Seeing reconciliation through is an ongoing challenge but ultimately rewarding
By Aboriginal and Torres Strait Islander Social Justice Commissioner Mick Gooda
Publication: ABC's The Drum (Wednesday, 02 June 2010)
I have been Aboriginal and Torres Strait Islander Social Justice Commissioner for four months now and it's through this lens that I have reflected on what Reconciliation Week means to me.
And I have come to the conclusion, from a mixture of my work as Commissioner and my own personal journey, that this reconciliation business would be easier if people came to it with open minds and hearts.
In the last week, I have attended and spoken at several functions in Canberra acknowledging Sorry Day. I've shared with audiences my sorrow at the pain suffered by members of the Stolen Generations.
I've shared my hope and optimism for the future, arising from the shifting policy landscape of Indigenous affairs, heralded firstly by the National Apology and followed up with the establishment of the Healing Foundation, and the commitment by the Federal Government just last week to work with members of the Stolen Generations towards real and lasting closure.
I told these audiences that I am from the Ghangulu people of the Dawson Valley in Central Queensland, my mother's mother's country.
I shared that some of my people walked around the Yass and Braidwood area for many years. In fact, if you travel between Canberra and Yass today, you will pass over Gooda Creek, named around the time my great great great grandfather and his son walked over that area.
That is not, in itself unusual or telling anything much. But then I revealed that these people were the Goodas - the white side of my family.

* REQUIREMENT A *
From the records, copy word for word the part that opens with the line containing "of the vertical" and closes with the line containing "Target: vertical stabilizer", including both of those lines.
The text and the records that follow are unrelated material.

* DATA IN THIS EXERCISE *
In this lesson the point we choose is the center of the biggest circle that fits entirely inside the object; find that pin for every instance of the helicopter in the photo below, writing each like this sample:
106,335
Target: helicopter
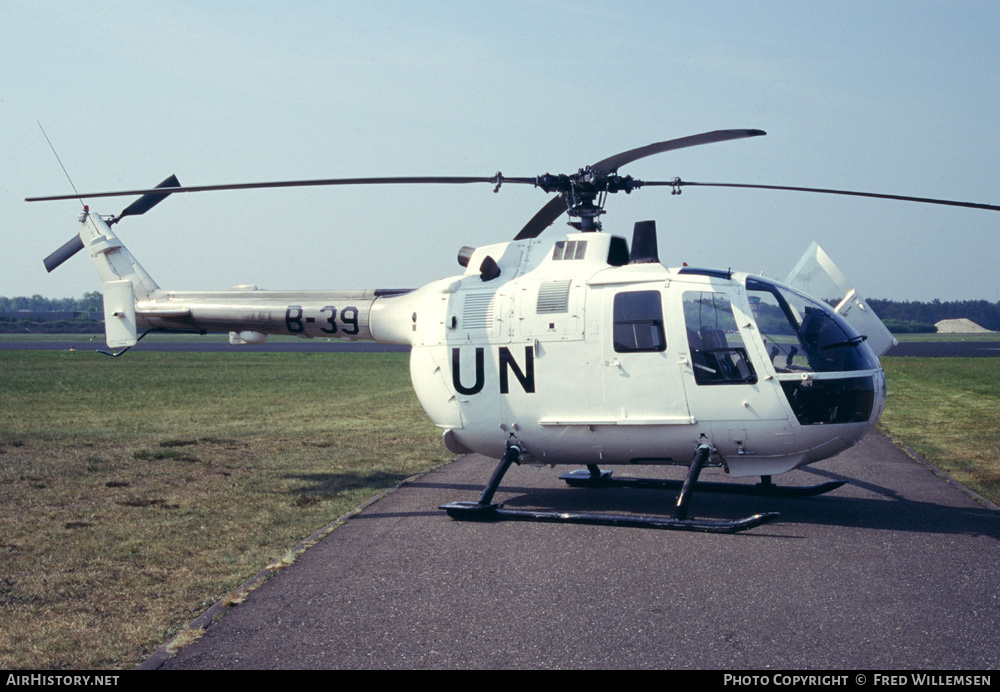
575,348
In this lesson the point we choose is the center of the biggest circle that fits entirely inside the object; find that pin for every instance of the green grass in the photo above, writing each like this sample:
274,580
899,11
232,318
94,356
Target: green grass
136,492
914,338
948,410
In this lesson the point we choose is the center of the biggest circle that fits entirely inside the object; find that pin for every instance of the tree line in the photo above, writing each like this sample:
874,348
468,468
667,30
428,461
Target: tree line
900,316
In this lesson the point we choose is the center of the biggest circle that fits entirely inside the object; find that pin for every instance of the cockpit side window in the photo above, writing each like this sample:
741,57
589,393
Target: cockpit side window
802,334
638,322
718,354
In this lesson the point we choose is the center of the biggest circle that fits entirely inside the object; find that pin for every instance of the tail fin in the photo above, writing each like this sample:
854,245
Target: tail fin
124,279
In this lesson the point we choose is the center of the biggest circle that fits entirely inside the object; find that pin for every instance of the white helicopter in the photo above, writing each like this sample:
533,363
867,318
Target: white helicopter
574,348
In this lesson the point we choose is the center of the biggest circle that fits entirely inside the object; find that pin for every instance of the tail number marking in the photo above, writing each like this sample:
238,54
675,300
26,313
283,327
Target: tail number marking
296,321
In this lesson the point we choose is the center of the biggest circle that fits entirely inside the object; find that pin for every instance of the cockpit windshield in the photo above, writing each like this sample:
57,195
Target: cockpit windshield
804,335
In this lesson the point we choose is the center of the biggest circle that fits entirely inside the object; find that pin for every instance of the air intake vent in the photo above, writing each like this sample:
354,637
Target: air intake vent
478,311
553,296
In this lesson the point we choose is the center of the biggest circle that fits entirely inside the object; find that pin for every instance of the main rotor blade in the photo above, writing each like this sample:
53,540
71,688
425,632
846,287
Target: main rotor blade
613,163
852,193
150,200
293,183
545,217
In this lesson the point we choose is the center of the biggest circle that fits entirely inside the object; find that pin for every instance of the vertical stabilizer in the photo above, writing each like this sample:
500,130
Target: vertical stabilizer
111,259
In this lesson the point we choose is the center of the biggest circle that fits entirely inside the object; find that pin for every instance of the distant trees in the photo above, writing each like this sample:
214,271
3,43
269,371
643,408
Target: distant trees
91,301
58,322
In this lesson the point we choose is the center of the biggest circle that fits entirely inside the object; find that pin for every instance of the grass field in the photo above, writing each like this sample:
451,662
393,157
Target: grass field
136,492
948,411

==

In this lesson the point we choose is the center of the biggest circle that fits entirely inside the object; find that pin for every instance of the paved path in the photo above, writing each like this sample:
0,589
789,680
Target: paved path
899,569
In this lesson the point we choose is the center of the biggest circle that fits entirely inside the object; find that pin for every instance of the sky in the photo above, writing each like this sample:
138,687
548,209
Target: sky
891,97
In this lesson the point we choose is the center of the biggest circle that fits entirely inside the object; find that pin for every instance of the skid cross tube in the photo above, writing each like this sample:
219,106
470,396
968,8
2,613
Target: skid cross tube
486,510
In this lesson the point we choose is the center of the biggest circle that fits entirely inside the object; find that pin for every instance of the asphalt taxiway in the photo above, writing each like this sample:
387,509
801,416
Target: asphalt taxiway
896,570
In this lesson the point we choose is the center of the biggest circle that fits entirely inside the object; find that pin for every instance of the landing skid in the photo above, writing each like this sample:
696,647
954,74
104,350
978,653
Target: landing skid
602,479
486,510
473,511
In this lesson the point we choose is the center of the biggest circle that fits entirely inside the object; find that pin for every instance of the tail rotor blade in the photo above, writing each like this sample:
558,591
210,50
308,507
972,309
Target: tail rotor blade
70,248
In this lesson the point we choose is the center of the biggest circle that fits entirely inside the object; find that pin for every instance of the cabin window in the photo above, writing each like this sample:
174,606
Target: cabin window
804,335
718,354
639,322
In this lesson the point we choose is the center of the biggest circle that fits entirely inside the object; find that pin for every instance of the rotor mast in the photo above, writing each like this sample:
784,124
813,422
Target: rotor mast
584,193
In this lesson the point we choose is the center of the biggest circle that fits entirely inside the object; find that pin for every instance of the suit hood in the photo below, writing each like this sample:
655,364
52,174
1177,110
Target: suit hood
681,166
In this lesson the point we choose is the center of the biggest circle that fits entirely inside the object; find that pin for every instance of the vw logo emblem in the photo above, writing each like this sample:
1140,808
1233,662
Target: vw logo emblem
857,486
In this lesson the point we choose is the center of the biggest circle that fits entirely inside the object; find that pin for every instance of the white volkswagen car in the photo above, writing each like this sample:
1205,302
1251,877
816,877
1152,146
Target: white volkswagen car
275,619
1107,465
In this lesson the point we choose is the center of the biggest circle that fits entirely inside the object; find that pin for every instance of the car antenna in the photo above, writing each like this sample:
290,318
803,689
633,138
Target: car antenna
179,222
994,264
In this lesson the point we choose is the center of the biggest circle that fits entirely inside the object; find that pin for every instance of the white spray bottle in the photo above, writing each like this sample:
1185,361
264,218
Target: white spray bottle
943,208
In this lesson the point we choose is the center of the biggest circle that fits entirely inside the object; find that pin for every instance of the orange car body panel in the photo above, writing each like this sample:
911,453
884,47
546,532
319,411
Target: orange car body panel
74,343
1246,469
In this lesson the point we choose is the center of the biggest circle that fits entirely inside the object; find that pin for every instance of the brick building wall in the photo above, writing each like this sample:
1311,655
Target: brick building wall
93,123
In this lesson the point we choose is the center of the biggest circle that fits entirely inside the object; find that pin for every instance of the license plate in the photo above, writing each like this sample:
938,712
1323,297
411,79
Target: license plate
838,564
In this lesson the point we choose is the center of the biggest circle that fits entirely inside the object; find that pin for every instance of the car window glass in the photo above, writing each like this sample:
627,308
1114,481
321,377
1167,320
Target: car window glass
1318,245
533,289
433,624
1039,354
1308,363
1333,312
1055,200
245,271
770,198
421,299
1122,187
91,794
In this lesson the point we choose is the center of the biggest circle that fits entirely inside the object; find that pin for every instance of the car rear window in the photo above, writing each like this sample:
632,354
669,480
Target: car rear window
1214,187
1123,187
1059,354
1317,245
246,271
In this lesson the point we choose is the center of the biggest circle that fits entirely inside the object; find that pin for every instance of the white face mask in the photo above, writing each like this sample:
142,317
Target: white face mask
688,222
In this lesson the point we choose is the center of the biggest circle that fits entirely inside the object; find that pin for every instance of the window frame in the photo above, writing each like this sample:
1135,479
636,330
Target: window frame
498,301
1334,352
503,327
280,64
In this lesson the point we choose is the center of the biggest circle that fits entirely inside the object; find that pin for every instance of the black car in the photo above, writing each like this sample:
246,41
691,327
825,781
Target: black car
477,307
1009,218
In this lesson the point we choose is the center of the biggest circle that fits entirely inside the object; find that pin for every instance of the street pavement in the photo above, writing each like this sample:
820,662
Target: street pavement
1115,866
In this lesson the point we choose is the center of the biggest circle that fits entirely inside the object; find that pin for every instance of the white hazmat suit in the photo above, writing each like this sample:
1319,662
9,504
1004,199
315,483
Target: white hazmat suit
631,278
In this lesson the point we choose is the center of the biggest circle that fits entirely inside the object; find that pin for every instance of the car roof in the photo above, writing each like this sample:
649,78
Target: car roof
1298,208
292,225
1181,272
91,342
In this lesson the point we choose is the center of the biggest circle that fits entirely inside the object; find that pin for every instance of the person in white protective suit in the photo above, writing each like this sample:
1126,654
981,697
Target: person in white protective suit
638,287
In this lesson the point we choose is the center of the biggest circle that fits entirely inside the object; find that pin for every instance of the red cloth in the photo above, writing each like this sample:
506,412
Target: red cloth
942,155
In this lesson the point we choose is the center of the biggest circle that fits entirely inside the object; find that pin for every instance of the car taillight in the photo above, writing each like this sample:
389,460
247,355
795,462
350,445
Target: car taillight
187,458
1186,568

* REQUIREMENT B *
In the reconciliation piece, what creek does a traveler pass over between Canberra and Yass?

* EXERCISE ANSWER A *
In this lesson the point we choose is the center of the biggest circle that fits entirely inside the object; find that pin for every instance of the vertical stabilizer in the photo above, writing each like this sample:
500,130
Target: vertical stabilizer

* EXERCISE ANSWER B *
Gooda Creek.